"""

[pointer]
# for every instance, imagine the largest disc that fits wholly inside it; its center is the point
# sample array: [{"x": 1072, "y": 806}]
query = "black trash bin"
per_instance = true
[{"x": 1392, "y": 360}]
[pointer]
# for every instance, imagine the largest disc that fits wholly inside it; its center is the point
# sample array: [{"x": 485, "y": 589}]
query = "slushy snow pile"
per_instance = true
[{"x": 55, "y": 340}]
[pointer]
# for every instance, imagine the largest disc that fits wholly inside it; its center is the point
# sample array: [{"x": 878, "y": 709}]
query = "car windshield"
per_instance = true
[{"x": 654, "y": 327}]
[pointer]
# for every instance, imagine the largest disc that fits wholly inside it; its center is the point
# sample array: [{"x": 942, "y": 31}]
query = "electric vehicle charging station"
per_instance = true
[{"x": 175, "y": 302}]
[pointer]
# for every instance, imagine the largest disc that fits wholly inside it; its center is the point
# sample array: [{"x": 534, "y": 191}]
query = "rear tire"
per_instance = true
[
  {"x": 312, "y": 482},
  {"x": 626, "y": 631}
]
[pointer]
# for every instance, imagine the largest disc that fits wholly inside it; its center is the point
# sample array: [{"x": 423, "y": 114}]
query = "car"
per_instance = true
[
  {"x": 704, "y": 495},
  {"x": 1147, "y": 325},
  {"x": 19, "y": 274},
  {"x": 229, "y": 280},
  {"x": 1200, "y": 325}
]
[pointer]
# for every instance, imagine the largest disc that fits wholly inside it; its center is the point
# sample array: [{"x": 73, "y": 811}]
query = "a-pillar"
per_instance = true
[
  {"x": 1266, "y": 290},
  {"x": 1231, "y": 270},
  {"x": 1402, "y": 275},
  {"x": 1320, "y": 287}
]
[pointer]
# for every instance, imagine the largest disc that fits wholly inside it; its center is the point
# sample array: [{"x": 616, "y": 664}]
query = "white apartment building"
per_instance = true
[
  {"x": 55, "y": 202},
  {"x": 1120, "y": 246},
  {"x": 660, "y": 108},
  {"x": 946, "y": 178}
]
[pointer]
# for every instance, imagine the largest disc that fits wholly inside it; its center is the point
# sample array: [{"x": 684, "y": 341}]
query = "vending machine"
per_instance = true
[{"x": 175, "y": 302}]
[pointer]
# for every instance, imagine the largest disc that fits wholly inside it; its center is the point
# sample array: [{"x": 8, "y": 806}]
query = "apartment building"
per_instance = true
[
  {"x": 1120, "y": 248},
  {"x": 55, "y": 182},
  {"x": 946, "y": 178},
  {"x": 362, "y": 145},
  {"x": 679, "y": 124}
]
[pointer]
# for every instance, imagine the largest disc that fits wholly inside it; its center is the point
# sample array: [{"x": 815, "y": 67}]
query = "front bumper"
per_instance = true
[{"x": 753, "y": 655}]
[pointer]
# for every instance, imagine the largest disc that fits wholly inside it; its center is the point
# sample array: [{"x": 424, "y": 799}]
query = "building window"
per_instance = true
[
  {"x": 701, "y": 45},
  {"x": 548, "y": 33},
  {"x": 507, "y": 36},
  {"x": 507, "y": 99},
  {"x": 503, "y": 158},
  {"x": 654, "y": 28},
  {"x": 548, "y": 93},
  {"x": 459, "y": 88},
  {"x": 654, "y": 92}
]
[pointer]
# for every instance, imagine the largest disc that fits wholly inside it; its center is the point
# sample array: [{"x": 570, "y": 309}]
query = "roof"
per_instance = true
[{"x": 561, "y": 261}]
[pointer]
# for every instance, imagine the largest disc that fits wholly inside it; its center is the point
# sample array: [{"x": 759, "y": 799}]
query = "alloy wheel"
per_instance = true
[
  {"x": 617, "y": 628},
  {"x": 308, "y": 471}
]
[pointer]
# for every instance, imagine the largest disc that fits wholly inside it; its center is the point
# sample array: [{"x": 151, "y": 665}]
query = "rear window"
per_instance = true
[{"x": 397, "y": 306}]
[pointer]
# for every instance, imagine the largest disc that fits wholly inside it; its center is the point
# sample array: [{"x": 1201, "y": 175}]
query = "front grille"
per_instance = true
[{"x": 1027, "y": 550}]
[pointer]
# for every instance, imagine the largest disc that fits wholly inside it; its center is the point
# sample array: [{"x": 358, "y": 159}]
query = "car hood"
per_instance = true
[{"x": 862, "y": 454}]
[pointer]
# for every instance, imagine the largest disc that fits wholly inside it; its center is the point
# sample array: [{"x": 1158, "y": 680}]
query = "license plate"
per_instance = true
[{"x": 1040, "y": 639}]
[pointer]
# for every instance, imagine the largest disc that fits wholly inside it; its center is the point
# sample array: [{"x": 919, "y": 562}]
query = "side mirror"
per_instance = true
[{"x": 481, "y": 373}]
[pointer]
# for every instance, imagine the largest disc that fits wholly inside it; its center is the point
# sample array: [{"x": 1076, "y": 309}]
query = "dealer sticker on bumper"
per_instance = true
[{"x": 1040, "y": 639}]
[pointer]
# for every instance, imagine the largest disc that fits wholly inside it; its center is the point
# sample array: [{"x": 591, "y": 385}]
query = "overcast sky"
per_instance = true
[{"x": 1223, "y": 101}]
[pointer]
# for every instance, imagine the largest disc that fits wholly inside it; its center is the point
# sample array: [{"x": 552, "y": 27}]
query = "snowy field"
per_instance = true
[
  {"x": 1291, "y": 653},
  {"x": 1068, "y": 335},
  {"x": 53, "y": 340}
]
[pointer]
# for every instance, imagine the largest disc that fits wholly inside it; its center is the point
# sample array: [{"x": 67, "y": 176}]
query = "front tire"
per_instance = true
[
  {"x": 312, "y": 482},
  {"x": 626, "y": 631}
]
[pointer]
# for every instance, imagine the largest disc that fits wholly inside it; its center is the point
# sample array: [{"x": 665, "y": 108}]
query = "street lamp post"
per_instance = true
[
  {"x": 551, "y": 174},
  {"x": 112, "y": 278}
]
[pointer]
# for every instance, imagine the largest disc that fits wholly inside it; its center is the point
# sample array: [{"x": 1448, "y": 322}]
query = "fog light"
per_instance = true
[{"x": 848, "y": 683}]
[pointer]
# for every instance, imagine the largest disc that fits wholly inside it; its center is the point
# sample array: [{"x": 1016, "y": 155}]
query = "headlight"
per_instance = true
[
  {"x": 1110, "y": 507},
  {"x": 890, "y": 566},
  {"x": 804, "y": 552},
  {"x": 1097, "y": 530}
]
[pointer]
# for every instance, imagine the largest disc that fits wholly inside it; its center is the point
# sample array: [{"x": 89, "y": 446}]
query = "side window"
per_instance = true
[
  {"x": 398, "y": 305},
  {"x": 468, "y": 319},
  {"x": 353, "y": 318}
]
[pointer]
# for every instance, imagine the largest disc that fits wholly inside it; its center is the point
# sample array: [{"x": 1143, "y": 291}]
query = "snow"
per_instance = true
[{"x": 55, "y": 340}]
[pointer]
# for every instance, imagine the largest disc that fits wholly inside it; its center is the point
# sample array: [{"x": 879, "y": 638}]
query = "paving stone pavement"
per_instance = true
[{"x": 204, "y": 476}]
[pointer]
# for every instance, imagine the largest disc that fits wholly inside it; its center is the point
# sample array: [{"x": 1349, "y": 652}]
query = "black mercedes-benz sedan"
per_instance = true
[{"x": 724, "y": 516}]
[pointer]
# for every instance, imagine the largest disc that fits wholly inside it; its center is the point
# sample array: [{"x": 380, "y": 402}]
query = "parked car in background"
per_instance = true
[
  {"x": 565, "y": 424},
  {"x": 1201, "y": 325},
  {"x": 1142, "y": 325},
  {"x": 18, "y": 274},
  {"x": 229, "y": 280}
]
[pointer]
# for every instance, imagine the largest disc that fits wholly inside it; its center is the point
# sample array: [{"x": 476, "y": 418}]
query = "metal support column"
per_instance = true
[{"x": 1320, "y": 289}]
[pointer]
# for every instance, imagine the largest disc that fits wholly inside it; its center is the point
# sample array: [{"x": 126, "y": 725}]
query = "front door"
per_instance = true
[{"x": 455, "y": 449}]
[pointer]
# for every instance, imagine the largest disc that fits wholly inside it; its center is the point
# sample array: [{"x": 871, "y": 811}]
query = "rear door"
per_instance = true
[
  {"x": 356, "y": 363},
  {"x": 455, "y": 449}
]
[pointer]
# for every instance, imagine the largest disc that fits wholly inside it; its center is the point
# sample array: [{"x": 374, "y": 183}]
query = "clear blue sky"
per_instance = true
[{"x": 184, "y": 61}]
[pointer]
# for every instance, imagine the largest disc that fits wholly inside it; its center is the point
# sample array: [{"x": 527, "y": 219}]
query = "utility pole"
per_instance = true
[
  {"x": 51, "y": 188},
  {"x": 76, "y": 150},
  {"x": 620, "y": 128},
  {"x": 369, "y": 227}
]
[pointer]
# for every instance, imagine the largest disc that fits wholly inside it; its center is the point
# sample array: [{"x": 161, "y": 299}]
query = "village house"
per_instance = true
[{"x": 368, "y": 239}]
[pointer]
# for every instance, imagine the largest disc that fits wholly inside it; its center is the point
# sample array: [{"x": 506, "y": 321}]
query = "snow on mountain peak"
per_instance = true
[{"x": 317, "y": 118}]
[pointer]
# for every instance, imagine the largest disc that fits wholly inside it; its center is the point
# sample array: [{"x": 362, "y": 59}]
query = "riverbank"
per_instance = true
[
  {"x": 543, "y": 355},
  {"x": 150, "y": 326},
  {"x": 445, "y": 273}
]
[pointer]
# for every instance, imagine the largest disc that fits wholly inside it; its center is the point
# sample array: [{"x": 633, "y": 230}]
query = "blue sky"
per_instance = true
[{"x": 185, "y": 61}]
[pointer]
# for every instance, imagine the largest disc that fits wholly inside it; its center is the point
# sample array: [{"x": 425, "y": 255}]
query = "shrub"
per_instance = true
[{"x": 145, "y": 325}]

"""

BRIEF: Pick out every line in the material above that contains the string "bumper", and copy each one. Case counts.

REPLY:
query = "front bumper"
query = "dealer sticker on bumper"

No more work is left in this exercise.